== Data for the task ==
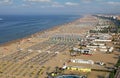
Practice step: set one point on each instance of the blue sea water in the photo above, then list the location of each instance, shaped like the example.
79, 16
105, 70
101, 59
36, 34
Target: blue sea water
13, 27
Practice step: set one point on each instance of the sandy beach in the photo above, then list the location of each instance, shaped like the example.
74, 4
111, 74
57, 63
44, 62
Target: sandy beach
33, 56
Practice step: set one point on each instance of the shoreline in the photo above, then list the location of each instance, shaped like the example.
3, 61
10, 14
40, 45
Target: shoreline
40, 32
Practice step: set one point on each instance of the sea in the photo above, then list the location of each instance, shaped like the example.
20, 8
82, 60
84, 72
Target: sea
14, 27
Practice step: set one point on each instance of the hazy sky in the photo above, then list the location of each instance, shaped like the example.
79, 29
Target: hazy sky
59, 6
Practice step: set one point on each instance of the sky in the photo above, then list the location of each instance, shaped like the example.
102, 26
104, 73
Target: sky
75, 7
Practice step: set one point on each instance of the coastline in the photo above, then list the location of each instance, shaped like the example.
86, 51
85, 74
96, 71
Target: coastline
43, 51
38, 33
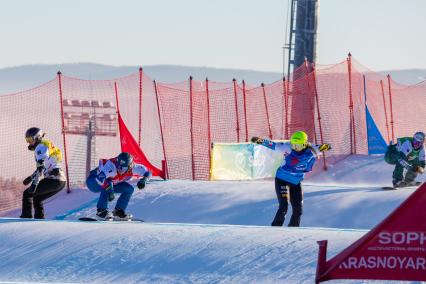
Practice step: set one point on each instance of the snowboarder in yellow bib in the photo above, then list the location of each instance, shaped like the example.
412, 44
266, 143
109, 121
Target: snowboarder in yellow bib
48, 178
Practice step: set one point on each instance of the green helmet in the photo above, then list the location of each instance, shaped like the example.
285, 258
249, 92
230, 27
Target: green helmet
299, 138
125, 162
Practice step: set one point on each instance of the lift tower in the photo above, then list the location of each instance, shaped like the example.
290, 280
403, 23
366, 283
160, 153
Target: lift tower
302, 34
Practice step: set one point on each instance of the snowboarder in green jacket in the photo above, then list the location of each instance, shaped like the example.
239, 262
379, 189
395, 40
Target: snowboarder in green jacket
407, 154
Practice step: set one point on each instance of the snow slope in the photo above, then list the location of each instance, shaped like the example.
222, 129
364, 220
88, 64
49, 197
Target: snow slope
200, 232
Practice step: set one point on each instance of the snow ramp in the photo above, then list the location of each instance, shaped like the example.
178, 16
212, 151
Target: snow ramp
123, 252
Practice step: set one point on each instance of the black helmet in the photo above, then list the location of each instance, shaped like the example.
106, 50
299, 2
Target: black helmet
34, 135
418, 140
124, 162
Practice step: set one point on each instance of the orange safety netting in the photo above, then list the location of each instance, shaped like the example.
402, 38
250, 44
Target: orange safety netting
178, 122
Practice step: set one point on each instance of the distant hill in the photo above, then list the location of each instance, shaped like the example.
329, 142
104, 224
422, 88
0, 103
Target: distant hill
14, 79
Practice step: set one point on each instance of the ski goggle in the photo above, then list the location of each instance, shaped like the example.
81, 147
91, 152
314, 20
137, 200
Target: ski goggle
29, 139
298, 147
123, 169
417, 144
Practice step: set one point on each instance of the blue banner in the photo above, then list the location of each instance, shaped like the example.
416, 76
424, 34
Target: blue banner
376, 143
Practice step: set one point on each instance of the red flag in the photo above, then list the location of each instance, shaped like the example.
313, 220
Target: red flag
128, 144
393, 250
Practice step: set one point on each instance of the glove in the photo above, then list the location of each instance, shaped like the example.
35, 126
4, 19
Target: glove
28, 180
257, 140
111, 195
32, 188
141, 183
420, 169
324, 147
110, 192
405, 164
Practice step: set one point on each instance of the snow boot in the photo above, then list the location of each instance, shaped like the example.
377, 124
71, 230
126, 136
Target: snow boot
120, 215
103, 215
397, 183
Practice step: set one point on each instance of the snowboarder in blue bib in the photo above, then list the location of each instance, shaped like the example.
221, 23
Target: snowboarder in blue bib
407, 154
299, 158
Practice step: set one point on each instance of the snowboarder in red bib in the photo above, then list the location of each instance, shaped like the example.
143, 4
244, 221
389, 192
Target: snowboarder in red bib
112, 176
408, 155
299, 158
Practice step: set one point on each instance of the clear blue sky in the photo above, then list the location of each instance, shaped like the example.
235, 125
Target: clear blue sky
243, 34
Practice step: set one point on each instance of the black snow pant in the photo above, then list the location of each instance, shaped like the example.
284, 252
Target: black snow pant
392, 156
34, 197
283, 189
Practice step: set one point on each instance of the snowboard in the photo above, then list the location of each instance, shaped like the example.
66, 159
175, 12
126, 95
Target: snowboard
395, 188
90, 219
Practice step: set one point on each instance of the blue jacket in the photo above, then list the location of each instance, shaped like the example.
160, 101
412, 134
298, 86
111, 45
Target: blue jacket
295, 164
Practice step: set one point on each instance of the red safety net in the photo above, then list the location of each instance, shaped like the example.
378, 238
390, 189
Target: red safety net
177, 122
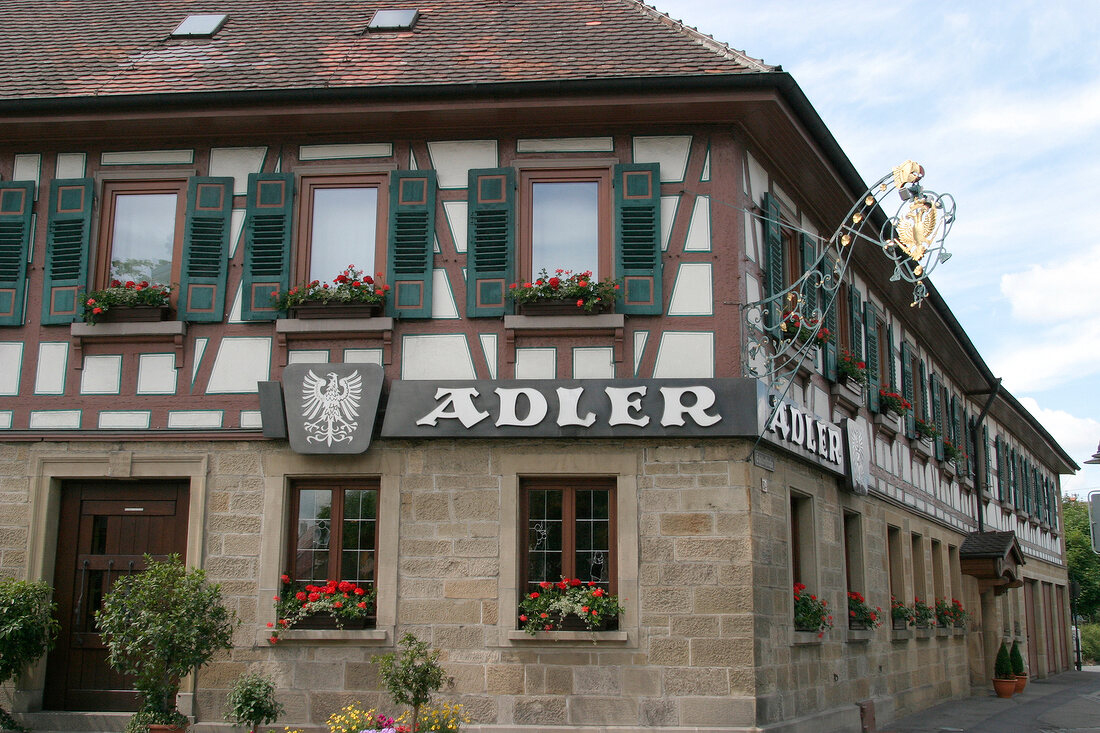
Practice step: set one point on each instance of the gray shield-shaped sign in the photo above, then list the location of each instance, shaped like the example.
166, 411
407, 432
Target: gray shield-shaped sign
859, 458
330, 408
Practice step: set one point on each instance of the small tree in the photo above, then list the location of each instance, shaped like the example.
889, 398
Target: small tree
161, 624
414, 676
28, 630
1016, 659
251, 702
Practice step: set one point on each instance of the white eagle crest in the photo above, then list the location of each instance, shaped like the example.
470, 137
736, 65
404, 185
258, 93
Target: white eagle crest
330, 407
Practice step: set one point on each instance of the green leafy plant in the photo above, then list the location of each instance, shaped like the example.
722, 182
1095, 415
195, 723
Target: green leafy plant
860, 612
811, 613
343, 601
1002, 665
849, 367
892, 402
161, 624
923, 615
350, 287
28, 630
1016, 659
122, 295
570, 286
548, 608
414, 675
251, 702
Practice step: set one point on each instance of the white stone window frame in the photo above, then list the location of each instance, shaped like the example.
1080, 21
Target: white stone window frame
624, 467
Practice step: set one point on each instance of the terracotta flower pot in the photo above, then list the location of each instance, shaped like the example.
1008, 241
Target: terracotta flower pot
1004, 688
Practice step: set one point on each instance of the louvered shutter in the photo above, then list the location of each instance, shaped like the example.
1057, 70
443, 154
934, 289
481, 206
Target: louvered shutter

== Goal ==
Give back exactly the lines running from the line containing "Practice step: set one point on each instance of the small" through the end of the material above, both included, and nothing beyond them.

== Result of this exercise ==
Practice step: set one point on each instance of the small tree in the photo above, then list the location of each instance, shaped like the example.
889, 398
Target: small tree
161, 624
414, 676
28, 630
1016, 659
251, 702
Practice step: set one point on each instance of the white eagle crest in the photo above, then list the location of each instance, shaped like the example.
470, 137
736, 65
404, 185
258, 93
Target: white eagle crest
330, 407
Practice step: set one point on each instance of the green leafy plant in the photo above, then list the location of each instance, shaped like the example.
722, 182
1095, 415
195, 723
Target: green leafy plant
860, 612
811, 613
343, 601
1002, 665
849, 367
892, 402
161, 624
923, 615
350, 287
28, 630
1016, 659
122, 295
570, 286
548, 608
414, 675
251, 702
Practice step: set one point on each instance of the white stone window frame in the photo above, then list the location of each instance, shaped like the example.
1080, 21
Target: white stone window frame
624, 467
Practice step: set one point on each instance of the terracotta flower pot in the photo above, then list the location of each instance, shaped like the example.
1008, 241
Target: terracotta flower pot
1004, 688
Practice step: set one point on each instance of the louvered shutter in the photo above, then list the location of each instance, shaped like the example.
1057, 70
443, 154
934, 289
481, 206
Target: louvered shutter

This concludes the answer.